## Direction
Reproduce each of the rows below word for word, omitting the pictures from your output.

(Coordinate annotation records)
━━━━━━━━

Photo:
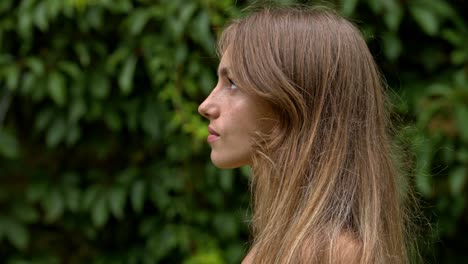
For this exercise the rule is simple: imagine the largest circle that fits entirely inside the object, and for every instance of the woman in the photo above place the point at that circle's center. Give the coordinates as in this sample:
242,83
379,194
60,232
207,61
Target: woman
300,100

━━━━━━━━

## The response
Photo:
For this exercise the rule is simple: imagine the largest circle that fits entirely inside the object, and for every instance of the woman in the photo above place the point at that circle's center. Give the coordinates as in this sample:
242,83
379,194
60,232
207,61
Target: woman
300,100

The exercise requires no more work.